**Work instructions:** Output every one of the records below verbatim, keeping each line unchanged and in its original order.

**Records from a dataset:**
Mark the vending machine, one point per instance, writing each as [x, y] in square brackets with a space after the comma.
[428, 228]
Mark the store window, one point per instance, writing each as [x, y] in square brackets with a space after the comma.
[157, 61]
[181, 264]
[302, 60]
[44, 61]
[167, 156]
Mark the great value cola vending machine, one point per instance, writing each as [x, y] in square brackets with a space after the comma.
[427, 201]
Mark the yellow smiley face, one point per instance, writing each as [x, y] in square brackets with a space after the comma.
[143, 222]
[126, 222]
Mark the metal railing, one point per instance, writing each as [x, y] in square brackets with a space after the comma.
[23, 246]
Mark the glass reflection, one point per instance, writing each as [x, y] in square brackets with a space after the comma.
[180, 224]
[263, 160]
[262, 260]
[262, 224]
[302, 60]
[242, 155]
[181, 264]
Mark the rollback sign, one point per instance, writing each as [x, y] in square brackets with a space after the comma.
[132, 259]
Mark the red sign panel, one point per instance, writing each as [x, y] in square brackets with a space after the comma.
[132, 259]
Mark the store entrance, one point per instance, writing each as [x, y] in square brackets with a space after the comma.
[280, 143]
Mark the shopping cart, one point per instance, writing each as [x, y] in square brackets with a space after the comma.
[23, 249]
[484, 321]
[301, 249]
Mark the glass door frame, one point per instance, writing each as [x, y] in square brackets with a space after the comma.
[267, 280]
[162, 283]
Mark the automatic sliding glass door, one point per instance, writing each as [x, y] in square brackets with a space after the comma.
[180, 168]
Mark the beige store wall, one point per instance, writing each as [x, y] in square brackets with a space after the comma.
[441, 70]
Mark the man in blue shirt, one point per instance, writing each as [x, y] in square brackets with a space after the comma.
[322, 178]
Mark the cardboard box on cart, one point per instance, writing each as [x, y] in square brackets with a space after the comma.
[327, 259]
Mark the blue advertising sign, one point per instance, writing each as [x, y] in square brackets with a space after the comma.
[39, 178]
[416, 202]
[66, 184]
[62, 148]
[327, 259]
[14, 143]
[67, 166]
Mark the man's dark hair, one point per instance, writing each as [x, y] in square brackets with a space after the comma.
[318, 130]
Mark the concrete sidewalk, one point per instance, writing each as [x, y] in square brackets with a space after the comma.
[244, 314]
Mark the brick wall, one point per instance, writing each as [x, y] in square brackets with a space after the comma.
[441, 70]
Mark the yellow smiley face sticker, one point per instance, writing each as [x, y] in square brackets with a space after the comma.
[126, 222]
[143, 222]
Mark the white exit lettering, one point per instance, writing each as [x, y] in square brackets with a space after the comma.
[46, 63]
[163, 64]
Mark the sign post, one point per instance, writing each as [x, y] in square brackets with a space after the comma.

**Response to this task:**
Mark the vending machine, one point per instance, writing each as [x, y] in square brackets with a space after the comma.
[428, 228]
Mark the store window, one point per instance, writing each as [x, y] in square brackets with a space after the comma.
[157, 61]
[181, 264]
[302, 60]
[44, 61]
[167, 156]
Mark the great value cola vending machine, one point per instance, writing each as [x, y] in square brackets with a space after the comma.
[427, 201]
Mark the yellow smiley face, one point per instance, writing each as [x, y] in square brackets with a space after the comma.
[143, 222]
[126, 222]
Mark the metal railing, one point per instance, writing each as [x, y] in square brackets with a space after the comma.
[23, 246]
Mark the glass reflection, one point per instance, writing each as [x, y] in square brackets with a space after the comma.
[180, 224]
[263, 160]
[262, 260]
[262, 224]
[302, 60]
[242, 155]
[181, 264]
Mark the rollback sign, one point per instance, writing each as [x, y] in square brackets with a space after the comma.
[132, 259]
Mark the red sign panel, one point per instance, writing each as [x, y] in square brackets with a space after the comma.
[132, 259]
Mark the store entrance, one point per instance, writing each as [x, y] in square brackets with a space after the comma.
[280, 143]
Mark the shopping cart, one point per instance, writing each as [x, y] in square brackets with a space after the comma.
[23, 249]
[484, 321]
[301, 249]
Mark the glass door frame, one point per instance, writing each as [x, y] in square brackets with a space after the comma.
[267, 280]
[162, 283]
Mark the automatic sliding glass door, one point per instance, writing each as [x, y] in square brackets with a space after the comma.
[180, 168]
Mark the beige store wall, one point per instance, writing each as [x, y] in square brackets with a space after the comma.
[441, 70]
Mark the man in blue shirt, one point per instance, writing each as [x, y] in square brackets with a space after the comma.
[322, 178]
Mark the cardboard box on cart, one point per instance, writing each as [x, y] in square brackets with a space after the comma.
[327, 259]
Mark the blue advertising sign, one point per instance, writing each as [x, y] in square brackets with a space after the comma.
[39, 178]
[416, 202]
[66, 184]
[62, 148]
[327, 259]
[14, 143]
[67, 166]
Mark the man's dark hair, one point per instance, writing each as [x, y] in square brackets with a space after the comma.
[318, 130]
Mark the concrete sidewalk, one point per instance, writing each as [x, y] in square brackets with a space after the comma.
[244, 314]
Mark the brick wall, one point per instance, writing each as [x, y] in square brackets with a space after the comma.
[441, 70]
Mark the yellow smiley face sticker, one point per instance, writing each as [x, y] in square brackets with a space after the comma.
[126, 222]
[143, 222]
Mark the white exit lettering, one point per instance, writing each as [x, y] in square brackets with a space after the comma.
[46, 63]
[163, 64]
Mark the sign post, one point per instance, writing each as [x, y] in square brackets with a space after the comma.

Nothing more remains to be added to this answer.